Things to do:
**1)** Answer these from the post about low carbing and hypnosis:
(a) What did the hypnotist suggest using on a jacket potato instead of butter?
(b) How much weight does the writer say someone might have to lose while trying to stay in ketosis?
(c) What two factors does the writer say are at play in over-eating?
**2)** Carry the post about low carbing and hypnosis further, starting after its last sentence.

Passage shown:
I think the hardest thing about combining NLP/hypnosis with low carbing is that if the person influencing your mind doesn't get low carbing they can say well meant things that are counter-productive to the low-carb cause. The lovely lady that did my hypnosis would have a pre-hypno pep-talk and she'd often say things like 'have less butter on your jacket potato, or use low-fat spread instead.'
I had to put her right on a few things!
The PM book says a few things which I have to filter out too; it's all very well telling people that you can eat anything you want in moderation, and there is no harm in giving in to doughnut urges so long as you only eat one a week and not four a day, but that's not much help if you are trying to stay in ketosis with four stone to lose, and you really understand what it is that carbs do to sabotage you, in terms of leading you to an endless cycle of over-eating. Those messages are fine for people who want to maintain, and have gained control, but you'd be there for a fecking long time trying to shift any major weight initially.
One thing I've realised is that there are two factors at play here - the biological urge to over-eat that is carb-induced; that cycle of hunger/eat carbs/insulin spike/crash/lethargy/hunger etc, but also the mental urge to over-eat, and that can be triggered differently for everybody. It can be a displacement activity, or a sub-conscious habit, or a form of self-medication. Where some people smoke, some self-harm, some drink too much, others need to eat. Sometimes it is a reaction to boredom or stress, self loathing, self esteem issues that need properly sorting out, and sometimes it's nothing that exciting - just an inability to recogonise and react to the the feeling of impending fullness, or eating on automatic pilot without engaging all your senses.

Data shown:
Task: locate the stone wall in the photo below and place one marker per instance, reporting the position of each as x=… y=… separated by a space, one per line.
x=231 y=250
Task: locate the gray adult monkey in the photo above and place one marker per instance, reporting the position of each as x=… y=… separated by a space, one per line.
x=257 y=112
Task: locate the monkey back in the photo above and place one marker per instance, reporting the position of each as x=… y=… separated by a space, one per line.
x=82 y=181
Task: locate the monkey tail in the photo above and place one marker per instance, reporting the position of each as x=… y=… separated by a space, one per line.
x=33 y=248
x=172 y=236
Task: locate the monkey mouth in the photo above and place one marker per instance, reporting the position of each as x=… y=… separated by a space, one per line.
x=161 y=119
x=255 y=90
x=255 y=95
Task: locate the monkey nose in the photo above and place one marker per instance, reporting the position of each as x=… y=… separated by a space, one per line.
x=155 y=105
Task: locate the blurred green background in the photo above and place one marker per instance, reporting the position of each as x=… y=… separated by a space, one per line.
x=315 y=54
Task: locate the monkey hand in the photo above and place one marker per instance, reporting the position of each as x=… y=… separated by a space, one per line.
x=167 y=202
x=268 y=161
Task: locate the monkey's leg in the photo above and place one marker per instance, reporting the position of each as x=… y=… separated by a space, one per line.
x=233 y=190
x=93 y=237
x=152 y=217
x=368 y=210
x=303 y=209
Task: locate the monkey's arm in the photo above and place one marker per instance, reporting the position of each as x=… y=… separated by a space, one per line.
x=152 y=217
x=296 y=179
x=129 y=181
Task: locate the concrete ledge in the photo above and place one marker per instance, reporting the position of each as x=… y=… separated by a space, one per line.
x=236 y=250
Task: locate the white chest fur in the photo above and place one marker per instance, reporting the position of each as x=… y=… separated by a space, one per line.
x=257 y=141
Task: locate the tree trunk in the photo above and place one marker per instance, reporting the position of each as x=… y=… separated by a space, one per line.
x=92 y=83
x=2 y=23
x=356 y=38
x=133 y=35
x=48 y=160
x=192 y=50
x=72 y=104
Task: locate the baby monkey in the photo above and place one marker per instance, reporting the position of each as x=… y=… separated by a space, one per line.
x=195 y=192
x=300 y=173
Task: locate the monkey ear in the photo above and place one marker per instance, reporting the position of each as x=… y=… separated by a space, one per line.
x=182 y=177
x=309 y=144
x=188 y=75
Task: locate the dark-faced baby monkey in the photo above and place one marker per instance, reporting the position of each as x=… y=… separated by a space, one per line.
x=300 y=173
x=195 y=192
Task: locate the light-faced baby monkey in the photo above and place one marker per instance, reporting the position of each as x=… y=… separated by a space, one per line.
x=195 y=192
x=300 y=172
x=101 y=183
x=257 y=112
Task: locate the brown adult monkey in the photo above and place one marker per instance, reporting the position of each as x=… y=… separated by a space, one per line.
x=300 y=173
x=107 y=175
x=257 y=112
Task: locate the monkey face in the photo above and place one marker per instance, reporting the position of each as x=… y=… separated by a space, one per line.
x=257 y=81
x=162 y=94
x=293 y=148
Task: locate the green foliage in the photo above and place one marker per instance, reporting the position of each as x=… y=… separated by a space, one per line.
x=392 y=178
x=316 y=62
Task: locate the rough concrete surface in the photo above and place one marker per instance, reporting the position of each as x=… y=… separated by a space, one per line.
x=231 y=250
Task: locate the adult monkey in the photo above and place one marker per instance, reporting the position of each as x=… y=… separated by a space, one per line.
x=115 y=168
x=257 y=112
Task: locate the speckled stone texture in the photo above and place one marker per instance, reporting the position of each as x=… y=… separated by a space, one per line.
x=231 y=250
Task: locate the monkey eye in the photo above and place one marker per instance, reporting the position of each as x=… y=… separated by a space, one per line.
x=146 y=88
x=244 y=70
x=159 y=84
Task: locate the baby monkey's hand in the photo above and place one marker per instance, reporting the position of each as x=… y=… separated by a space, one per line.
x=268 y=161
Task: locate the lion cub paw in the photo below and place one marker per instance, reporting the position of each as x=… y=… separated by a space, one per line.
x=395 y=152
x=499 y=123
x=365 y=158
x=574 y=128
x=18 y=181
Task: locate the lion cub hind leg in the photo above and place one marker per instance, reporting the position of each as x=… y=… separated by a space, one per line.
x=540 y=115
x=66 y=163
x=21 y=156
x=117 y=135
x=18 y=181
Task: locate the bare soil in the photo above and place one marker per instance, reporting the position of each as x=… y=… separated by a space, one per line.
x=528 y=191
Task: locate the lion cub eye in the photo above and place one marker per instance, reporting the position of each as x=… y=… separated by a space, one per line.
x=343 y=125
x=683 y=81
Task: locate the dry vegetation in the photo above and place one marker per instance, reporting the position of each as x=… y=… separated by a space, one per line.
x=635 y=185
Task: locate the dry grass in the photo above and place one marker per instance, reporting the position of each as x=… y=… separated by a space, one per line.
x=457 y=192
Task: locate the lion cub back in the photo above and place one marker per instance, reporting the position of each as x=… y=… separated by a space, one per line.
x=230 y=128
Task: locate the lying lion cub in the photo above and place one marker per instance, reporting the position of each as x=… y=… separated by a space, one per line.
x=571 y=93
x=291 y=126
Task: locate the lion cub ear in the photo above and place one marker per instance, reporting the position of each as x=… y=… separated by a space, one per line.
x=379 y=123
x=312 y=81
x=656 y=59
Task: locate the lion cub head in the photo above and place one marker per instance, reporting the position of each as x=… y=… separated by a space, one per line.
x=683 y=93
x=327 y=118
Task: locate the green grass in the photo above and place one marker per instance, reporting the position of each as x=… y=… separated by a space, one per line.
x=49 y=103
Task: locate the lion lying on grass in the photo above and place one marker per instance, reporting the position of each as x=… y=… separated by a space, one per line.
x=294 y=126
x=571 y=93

Task-by-task answers:
**1)**
(a) Low-fat spread.
(b) Four stone.
(c) The biological, carb-induced urge to over-eat and the mental urge to over-eat.

**2)**
That's what happens when you sit in front of X Factor and eat an entire box of Maltesers or an entire tub of Haagan Daz, and not actually noticing that you ceased to really enjoy it at the halfway point. 
So, I had to steer the hypnosis a bit by explaining to my therapist that I believed wholeheartedly that low-carbing was the most sensible way to eat in the long term, and for her to fill my head with mixed messages about so-called 'healthy eating' would be counter-productive. She also taught me lots of little strategies and visualisation techniques that were very helpful, even though over time I have become a little lazy about using them. Many of them are the same or similar as PM's.
For me I feel the two have worked quite well together. My head is in a better place which makes it easier to resist the urge to cheat and have major blow-outs.